---------- DATA PROVIDED

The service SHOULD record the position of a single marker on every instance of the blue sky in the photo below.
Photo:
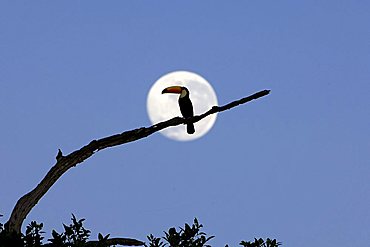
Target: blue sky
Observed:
(292, 166)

--------------------

EXERCISE DIRECTIONS :: Write out every line of the rows above exactly as they appear, leaving out the pictures.

SOLUTION ::
The service SHOULD record the position of a single marker on every instance of the blue sky in the photo below.
Photo:
Target: blue sky
Observed:
(292, 166)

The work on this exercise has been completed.